» ÜBUNGSTEXT
In diesem Sinne hat Turrell nun auch die Kapelle in Berlin gestaltet und vielleicht ist genau das das Problem an dieser ganzen Sache und auch ihre Beziehung zu Lemke: Turrell ist nur drei Jahre jünger als Lemke. Turrells Kunst kann es sich aber nicht vorstellen, dass es etwas Größeres gibt als sie selbst. Das war mal ihre Stärke, hier in Berlin aber ist es ihre größte Schwäche.
Es gibt, so erzählt eine reizende Studentin der Kunstgeschichte, zehn Programme, die nacheinander über die Farbe des Lichts entscheiden. Stundenlang wandert es durch das Spektrum des Regenbogens, ist mal grün, mal rot, mal rosa, lila oder pink. Die ganze Kapelle kennt nichts anderes als dieses LED-Licht, jedenfalls nicht zur blauen Stunde, als ich da war. Gemeinsam mit ein paar anderen Leuten war ich in blaues Licht gehüllt, konnte beobachten wie meine Haut immer fahler aussieht und die Zähne der anderen anfangen zu strahlen, fast war es wie in der Disko in Pinneberg, in die mich meine Cousine einmal mitgenommen hat oder auch beim Zahnarzt, zu dem meine Mutter mich geschleppt hat. Außerdem changierte die Apsis der Kapelle zwischen Orange und stumpfem Weiß, an nichts kann sich der Blick festhalten, er muss unuterbrochen einer Regie folgen, die doch wenigstens hier für einen Moment aussetzen sollte.

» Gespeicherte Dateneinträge
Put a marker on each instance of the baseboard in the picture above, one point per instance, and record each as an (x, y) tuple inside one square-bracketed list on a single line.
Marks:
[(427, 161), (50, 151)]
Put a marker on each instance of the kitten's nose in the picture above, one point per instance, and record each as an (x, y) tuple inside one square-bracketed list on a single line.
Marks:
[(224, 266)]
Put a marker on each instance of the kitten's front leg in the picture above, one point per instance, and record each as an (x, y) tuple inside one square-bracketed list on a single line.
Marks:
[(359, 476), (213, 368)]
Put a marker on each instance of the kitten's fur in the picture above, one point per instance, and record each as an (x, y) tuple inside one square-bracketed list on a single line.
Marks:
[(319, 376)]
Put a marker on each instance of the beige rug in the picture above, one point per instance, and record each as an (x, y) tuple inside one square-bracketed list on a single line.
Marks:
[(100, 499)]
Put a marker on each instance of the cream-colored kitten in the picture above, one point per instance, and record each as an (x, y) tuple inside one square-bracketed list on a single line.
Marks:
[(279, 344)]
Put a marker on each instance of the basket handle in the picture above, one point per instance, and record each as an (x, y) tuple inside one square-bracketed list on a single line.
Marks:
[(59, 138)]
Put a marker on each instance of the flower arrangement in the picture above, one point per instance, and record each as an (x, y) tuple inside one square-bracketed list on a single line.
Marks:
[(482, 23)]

» DEINE AUFGABE
Ändere im Text über Turrells Kapelle das Stück, das bei „In diesem Sinne“ beginnt und bei „ihre größte Schwäche.“ endet, indem du „Kapelle“ durch „Kirche“ ersetzt. Schreib das geänderte Stück vollständig auf. Stütz dich nur auf den Text über Turrells Kapelle.

» SCHRIFTLICHE ANTWORT
In diesem Sinne hat Turrell nun auch die Kirche in Berlin gestaltet und vielleicht ist genau das das Problem an dieser ganzen Sache und auch ihre Beziehung zu Lemke: Turrell ist nur drei Jahre jünger als Lemke. Turrells Kunst kann es sich aber nicht vorstellen, dass es etwas Größeres gibt als sie selbst. Das war mal ihre Stärke, hier in Berlin aber ist es ihre größte Schwäche.